● Текст документа
Концертное отступление
Гнусные сплетники распространяли слухи о том, что эти парни из калифорнийского городка Сакраменто нагло тырят музыку у KORN и LIMP BIZKIT, кто-то безоговорочно заносил их в категорию рэп-кора, кто-то — в нео-металл. В Паутине эти характеристики перечеркнули, заявив, что DEFTONES купаются во флюидах новой волны. Глядя на упитанных калифорнийцев, бесившихся на сцене Зеленого театра 26 июня, я сделала несколько приятных для себя выводов . Во-первых, скейтбординг — чумовая штука, раз он выявляет таких персонажей из жующей биг-маки толпы и способствует их оголтелости (вспомним еще группу GUANO APES с их гимном этому экстремальному виду спорта). «Дефтоновцы» давно прикалываются к чудо-доскам на колесиках. Во-вторых, не сходя с облупленной скамейки театра, я почти угадала тайну вокалиста Чино Морено. «Слушай-ка, — сказала я сидевшему со мной по соседству поэту Аркадию Семенову, известному в рок-н-ролльных кругах как Солдат Семенов, — а ведь поет так же нервно, как Бьерк… Стонет, причитает, маниакалит, а потом — как сорвется в эту разруху, как заорет, словно кипятком ошпаренный…» Оказалось, что Морено тащится от певиц Пи Джи Харви и Шале, считает их как бы проявлением своей скрытой женской сущности. Между прочим, там, где хрипит Харви, там и Бьерк танцует в потемках. Совсем неподалеку.

● Предоставленные материалы
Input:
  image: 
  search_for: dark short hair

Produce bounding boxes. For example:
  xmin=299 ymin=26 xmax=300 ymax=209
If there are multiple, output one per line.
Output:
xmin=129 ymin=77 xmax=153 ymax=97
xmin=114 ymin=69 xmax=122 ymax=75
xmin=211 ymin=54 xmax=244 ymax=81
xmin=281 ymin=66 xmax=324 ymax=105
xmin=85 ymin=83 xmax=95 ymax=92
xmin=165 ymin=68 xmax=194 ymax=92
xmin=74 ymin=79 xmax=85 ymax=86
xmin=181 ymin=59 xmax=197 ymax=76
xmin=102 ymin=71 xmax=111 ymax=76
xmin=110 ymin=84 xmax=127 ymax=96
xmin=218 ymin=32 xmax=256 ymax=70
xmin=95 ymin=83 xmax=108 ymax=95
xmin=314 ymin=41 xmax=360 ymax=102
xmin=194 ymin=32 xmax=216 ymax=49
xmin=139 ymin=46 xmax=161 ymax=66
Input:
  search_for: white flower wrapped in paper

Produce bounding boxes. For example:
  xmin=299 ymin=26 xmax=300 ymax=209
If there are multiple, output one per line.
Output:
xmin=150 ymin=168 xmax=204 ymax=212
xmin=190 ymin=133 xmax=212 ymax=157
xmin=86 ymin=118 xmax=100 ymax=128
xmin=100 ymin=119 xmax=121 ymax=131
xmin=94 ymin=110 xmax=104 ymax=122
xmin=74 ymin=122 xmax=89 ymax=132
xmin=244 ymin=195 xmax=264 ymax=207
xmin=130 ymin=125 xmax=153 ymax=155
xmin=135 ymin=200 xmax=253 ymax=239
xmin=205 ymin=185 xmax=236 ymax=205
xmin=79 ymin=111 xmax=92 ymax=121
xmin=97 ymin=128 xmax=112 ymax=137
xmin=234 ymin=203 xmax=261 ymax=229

● Что нужно сделать
Процитируйте целиком текст о концерте DEFTONES слово в слово. Список здесь ни для чего не нужен.

● Решение задания
Концертное отступление
Гнусные сплетники распространяли слухи о том, что эти парни из калифорнийского городка Сакраменто нагло тырят музыку у KORN и LIMP BIZKIT, кто-то безоговорочно заносил их в категорию рэп-кора, кто-то — в нео-металл. В Паутине эти характеристики перечеркнули, заявив, что DEFTONES купаются во флюидах новой волны. Глядя на упитанных калифорнийцев, бесившихся на сцене Зеленого театра 26 июня, я сделала несколько приятных для себя выводов . Во-первых, скейтбординг — чумовая штука, раз он выявляет таких персонажей из жующей биг-маки толпы и способствует их оголтелости (вспомним еще группу GUANO APES с их гимном этому экстремальному виду спорта). «Дефтоновцы» давно прикалываются к чудо-доскам на колесиках. Во-вторых, не сходя с облупленной скамейки театра, я почти угадала тайну вокалиста Чино Морено. «Слушай-ка, — сказала я сидевшему со мной по соседству поэту Аркадию Семенову, известному в рок-н-ролльных кругах как Солдат Семенов, — а ведь поет так же нервно, как Бьерк… Стонет, причитает, маниакалит, а потом — как сорвется в эту разруху, как заорет, словно кипятком ошпаренный…» Оказалось, что Морено тащится от певиц Пи Джи Харви и Шале, считает их как бы проявлением своей скрытой женской сущности. Между прочим, там, где хрипит Харви, там и Бьерк танцует в потемках. Совсем неподалеку.